- _ЗАДАНИЕ_: Преобразуйте в нумерованный список строки записей от строки с «white paper notice» до строки с «point(429, 287)», включая обе эти строки. Пустые строки пропустите.

- _ИСХОДНЫЕ ДАННЫЕ_:
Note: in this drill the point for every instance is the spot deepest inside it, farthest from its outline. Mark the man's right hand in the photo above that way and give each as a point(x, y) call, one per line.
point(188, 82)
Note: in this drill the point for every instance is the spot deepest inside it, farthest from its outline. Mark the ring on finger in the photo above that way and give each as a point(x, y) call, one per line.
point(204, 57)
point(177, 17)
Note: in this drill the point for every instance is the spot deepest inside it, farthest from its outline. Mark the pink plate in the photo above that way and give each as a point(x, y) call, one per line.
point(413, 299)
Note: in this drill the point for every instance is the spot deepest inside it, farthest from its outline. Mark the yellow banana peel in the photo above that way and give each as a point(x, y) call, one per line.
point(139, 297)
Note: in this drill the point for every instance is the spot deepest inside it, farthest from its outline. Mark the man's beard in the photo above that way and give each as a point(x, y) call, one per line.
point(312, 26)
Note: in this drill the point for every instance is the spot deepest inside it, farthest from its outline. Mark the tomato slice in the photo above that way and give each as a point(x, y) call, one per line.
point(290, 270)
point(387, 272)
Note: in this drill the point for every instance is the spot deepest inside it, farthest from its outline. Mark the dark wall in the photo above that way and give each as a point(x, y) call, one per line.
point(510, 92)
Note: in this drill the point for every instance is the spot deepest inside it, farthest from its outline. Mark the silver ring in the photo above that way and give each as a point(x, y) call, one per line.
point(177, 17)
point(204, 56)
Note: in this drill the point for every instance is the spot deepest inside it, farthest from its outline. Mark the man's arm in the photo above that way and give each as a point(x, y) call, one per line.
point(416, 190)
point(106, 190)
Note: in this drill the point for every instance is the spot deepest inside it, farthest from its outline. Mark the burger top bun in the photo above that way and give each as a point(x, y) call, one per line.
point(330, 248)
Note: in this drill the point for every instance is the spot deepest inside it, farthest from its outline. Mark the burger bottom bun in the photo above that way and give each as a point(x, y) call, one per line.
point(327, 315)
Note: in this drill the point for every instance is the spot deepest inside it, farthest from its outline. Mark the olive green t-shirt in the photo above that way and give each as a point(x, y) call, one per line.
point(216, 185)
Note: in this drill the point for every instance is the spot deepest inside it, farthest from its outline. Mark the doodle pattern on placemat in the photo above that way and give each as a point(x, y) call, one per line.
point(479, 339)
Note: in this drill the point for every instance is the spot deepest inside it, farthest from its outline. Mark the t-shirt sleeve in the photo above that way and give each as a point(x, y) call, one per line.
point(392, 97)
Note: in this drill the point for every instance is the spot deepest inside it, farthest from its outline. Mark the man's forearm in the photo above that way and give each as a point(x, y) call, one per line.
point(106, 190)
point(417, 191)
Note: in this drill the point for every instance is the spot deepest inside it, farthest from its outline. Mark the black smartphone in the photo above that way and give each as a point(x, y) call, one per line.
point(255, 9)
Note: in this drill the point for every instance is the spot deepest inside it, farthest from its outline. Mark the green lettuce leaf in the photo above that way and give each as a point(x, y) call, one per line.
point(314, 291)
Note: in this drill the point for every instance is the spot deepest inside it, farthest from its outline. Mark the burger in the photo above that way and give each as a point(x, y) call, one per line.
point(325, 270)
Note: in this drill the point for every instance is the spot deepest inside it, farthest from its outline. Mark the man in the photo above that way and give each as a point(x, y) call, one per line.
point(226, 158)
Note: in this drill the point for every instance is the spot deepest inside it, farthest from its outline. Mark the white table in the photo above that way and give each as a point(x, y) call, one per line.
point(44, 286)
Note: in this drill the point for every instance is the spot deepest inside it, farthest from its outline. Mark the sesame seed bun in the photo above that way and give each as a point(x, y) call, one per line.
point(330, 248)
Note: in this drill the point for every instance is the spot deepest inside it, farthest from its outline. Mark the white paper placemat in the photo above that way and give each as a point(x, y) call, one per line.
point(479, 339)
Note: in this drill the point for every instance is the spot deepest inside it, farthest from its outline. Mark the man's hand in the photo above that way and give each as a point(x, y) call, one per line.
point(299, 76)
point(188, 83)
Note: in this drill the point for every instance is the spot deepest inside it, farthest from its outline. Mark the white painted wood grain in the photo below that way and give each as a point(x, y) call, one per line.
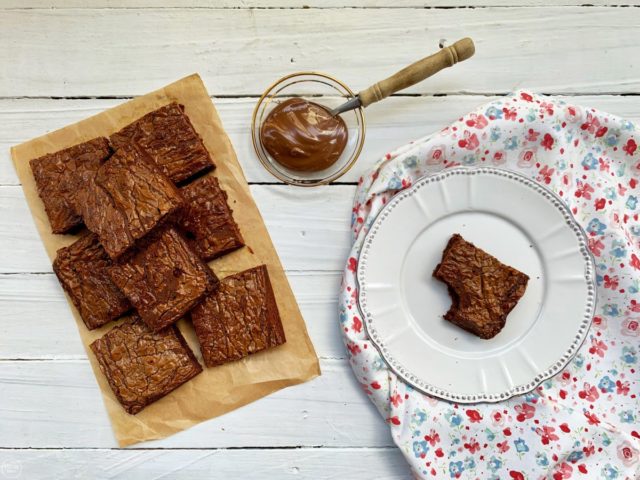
point(37, 321)
point(309, 227)
point(58, 404)
point(298, 464)
point(51, 52)
point(395, 122)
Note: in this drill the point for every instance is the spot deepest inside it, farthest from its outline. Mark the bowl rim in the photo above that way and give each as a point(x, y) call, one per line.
point(289, 180)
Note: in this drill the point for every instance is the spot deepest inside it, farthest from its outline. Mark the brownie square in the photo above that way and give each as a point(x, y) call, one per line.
point(168, 137)
point(142, 366)
point(483, 290)
point(163, 278)
point(59, 175)
point(207, 220)
point(127, 198)
point(240, 318)
point(82, 270)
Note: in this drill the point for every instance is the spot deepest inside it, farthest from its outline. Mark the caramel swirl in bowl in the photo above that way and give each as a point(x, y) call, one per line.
point(303, 136)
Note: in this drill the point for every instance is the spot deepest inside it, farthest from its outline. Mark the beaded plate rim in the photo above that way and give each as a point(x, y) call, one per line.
point(589, 277)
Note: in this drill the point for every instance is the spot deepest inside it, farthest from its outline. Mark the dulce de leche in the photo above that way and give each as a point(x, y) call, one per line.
point(303, 136)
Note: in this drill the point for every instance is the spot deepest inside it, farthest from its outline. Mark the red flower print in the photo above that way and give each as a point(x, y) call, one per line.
point(547, 142)
point(503, 446)
point(546, 434)
point(592, 418)
point(589, 393)
point(564, 471)
point(532, 135)
point(353, 264)
point(478, 121)
point(474, 416)
point(432, 438)
point(472, 446)
point(627, 453)
point(545, 174)
point(622, 388)
point(630, 147)
point(611, 282)
point(510, 113)
point(598, 347)
point(584, 190)
point(470, 141)
point(525, 411)
point(356, 326)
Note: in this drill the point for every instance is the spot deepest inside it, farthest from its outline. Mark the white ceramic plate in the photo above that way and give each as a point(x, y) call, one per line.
point(511, 217)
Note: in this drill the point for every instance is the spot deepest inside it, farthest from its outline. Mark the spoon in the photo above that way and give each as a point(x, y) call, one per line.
point(408, 76)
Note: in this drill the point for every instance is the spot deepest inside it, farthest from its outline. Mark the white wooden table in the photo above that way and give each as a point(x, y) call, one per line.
point(63, 60)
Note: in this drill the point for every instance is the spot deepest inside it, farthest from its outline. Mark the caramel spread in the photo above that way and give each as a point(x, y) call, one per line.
point(303, 136)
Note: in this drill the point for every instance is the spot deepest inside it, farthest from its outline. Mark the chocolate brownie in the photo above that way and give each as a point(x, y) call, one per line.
point(163, 278)
point(82, 270)
point(483, 290)
point(127, 198)
point(167, 136)
point(142, 366)
point(58, 176)
point(207, 221)
point(240, 318)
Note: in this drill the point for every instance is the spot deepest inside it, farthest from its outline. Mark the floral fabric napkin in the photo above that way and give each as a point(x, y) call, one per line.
point(584, 422)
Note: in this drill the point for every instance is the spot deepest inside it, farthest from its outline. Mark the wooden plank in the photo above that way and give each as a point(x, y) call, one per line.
point(390, 124)
point(272, 464)
point(74, 52)
point(57, 404)
point(309, 227)
point(39, 324)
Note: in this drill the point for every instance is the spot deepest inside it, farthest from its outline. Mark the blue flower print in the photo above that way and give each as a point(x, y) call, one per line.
point(521, 445)
point(575, 456)
point(420, 449)
point(541, 459)
point(606, 384)
point(493, 112)
point(590, 162)
point(609, 471)
point(494, 464)
point(596, 227)
point(627, 416)
point(455, 469)
point(511, 143)
point(610, 193)
point(495, 133)
point(629, 355)
point(610, 309)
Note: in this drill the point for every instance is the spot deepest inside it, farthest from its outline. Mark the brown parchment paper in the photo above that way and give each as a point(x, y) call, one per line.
point(217, 390)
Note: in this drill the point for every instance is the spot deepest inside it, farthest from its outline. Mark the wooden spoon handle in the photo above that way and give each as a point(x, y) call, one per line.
point(418, 71)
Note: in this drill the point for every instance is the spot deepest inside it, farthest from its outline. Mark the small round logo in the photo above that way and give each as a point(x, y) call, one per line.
point(11, 468)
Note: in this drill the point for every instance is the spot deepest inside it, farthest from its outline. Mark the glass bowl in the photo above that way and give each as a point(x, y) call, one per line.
point(327, 91)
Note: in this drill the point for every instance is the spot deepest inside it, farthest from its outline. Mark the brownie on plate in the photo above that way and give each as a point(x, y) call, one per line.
point(127, 198)
point(163, 278)
point(207, 220)
point(240, 318)
point(483, 290)
point(58, 176)
point(82, 270)
point(142, 366)
point(168, 137)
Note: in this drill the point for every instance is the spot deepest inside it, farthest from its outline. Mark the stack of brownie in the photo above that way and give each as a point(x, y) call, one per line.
point(152, 224)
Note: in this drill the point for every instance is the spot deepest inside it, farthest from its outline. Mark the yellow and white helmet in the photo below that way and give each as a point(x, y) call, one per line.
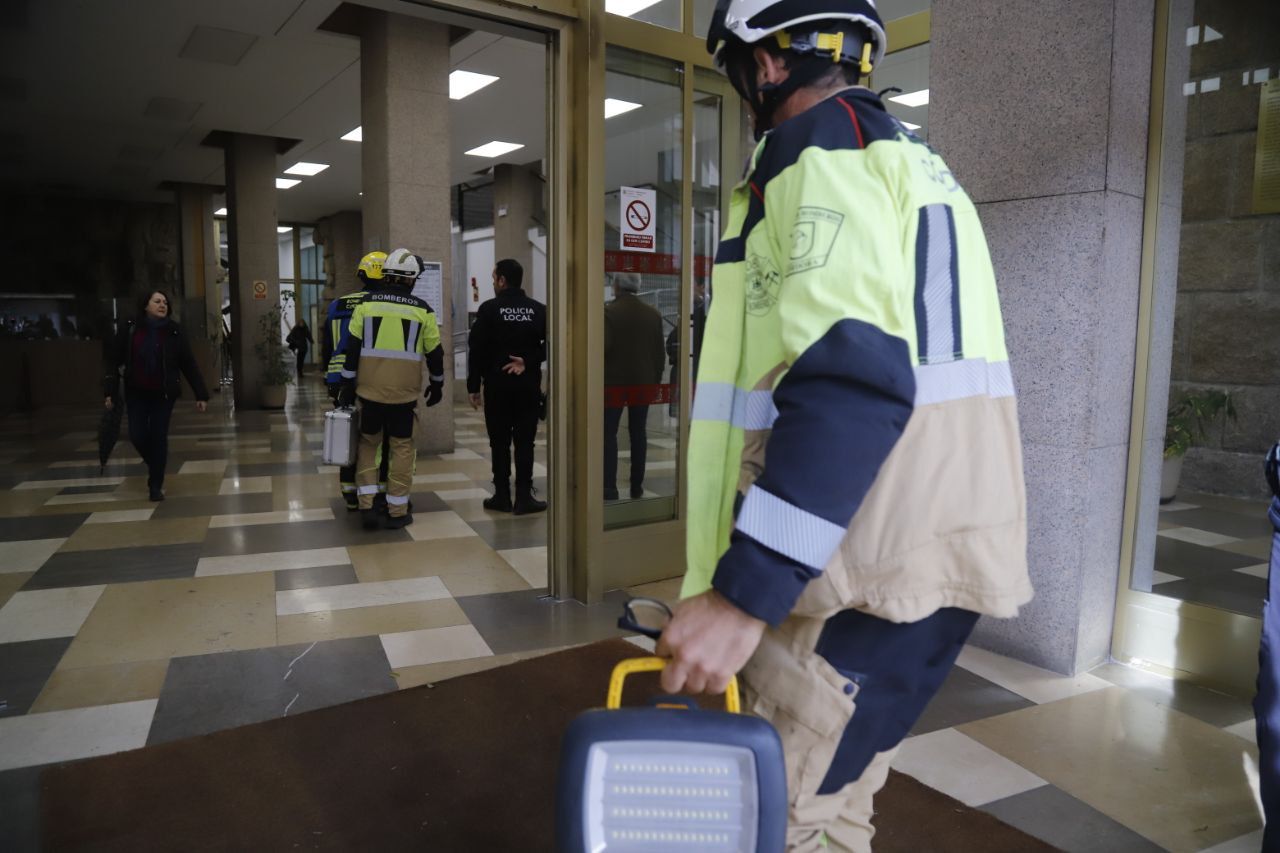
point(754, 21)
point(370, 267)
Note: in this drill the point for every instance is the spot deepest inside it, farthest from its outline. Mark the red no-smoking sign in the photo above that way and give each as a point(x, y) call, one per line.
point(636, 228)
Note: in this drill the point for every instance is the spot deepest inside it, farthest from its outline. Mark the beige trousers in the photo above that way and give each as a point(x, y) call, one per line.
point(810, 706)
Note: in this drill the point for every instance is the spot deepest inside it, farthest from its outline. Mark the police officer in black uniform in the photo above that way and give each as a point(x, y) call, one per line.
point(506, 352)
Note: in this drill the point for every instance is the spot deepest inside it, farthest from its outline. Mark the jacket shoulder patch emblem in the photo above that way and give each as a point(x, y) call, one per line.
point(812, 237)
point(762, 284)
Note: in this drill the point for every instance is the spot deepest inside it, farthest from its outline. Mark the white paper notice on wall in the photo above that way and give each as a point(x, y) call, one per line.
point(636, 219)
point(429, 287)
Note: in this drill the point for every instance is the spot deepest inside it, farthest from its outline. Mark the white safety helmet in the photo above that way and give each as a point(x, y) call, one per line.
point(822, 32)
point(402, 267)
point(753, 21)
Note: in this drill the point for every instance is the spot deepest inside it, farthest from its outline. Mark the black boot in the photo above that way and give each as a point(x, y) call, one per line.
point(501, 500)
point(397, 521)
point(528, 503)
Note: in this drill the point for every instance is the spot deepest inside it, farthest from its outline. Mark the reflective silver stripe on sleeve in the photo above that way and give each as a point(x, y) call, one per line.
point(787, 529)
point(728, 404)
point(938, 286)
point(950, 381)
point(760, 411)
point(370, 352)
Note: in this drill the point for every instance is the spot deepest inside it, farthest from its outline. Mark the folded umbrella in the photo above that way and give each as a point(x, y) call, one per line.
point(109, 432)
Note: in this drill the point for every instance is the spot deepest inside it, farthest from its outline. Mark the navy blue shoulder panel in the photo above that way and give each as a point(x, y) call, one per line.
point(850, 121)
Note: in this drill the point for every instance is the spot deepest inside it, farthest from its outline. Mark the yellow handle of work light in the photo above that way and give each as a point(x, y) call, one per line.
point(732, 703)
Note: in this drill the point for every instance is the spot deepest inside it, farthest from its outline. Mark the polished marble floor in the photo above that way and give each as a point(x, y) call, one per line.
point(250, 593)
point(1214, 551)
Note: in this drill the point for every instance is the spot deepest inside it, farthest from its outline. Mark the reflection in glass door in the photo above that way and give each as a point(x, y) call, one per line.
point(643, 265)
point(1198, 538)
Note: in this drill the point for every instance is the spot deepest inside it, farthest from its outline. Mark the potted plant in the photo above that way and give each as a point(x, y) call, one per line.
point(1187, 425)
point(270, 354)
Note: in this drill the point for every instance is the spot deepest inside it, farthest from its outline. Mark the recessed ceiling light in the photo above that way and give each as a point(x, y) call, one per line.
point(912, 99)
point(306, 168)
point(494, 149)
point(462, 83)
point(615, 106)
point(627, 8)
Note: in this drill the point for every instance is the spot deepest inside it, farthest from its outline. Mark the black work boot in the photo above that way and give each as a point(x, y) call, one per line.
point(397, 521)
point(501, 500)
point(528, 503)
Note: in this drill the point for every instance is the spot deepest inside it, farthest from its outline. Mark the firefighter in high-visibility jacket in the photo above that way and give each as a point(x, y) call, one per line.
point(855, 483)
point(333, 341)
point(389, 333)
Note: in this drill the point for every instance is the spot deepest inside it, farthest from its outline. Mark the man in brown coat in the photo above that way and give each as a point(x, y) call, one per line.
point(634, 356)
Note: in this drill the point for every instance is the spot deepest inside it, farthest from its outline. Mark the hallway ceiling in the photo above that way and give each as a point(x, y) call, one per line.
point(114, 99)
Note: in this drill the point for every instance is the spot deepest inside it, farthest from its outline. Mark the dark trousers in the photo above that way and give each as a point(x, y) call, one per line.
point(511, 418)
point(638, 418)
point(149, 430)
point(897, 667)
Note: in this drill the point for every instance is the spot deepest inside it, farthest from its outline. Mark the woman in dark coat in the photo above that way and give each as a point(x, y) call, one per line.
point(300, 341)
point(152, 349)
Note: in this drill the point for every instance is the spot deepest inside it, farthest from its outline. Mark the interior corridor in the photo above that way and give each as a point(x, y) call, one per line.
point(250, 593)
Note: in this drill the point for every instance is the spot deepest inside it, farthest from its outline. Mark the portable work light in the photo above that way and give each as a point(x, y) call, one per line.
point(670, 776)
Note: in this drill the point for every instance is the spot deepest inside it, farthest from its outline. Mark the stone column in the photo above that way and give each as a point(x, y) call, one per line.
point(199, 297)
point(405, 113)
point(516, 197)
point(1054, 154)
point(254, 250)
point(341, 236)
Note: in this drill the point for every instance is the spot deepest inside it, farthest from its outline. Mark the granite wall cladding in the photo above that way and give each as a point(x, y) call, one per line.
point(1055, 155)
point(1229, 264)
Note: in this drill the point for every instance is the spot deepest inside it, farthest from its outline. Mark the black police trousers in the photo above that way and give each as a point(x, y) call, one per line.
point(511, 418)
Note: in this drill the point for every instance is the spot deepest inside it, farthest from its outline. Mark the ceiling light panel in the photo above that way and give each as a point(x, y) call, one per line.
point(627, 8)
point(615, 106)
point(306, 168)
point(216, 45)
point(462, 83)
point(912, 99)
point(494, 149)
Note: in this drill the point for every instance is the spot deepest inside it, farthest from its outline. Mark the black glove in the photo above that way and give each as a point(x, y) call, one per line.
point(434, 393)
point(347, 393)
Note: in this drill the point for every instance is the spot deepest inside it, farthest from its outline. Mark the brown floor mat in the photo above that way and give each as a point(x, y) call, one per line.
point(466, 765)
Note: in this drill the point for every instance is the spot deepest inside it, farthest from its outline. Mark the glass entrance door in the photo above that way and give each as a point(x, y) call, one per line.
point(1197, 537)
point(668, 128)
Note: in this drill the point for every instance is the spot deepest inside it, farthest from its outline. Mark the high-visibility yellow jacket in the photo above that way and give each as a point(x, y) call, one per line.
point(854, 432)
point(389, 334)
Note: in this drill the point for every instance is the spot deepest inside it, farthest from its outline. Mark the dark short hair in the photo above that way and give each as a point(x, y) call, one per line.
point(145, 296)
point(510, 270)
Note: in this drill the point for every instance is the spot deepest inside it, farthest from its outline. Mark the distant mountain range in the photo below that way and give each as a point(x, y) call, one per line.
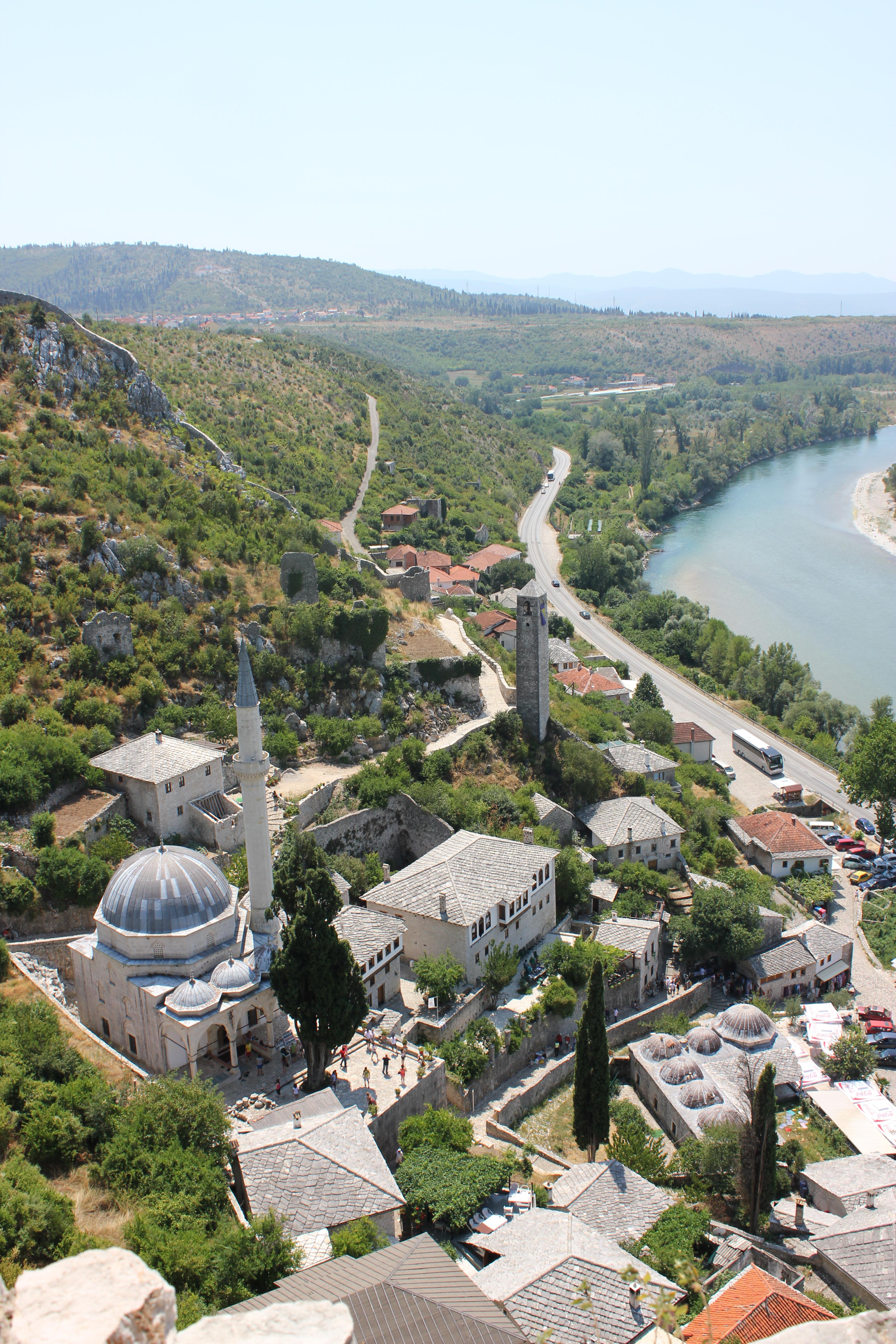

- _ОТВЕТ НА ЗАДАНИЕ_:
1. Note: in this drill the point for every instance is the spot deepest inside it, farthest from its outline. Mark the white paper notice on wall in the photo above that way and give each as a point(x, y) call, one per line.
2. point(636, 219)
3. point(429, 287)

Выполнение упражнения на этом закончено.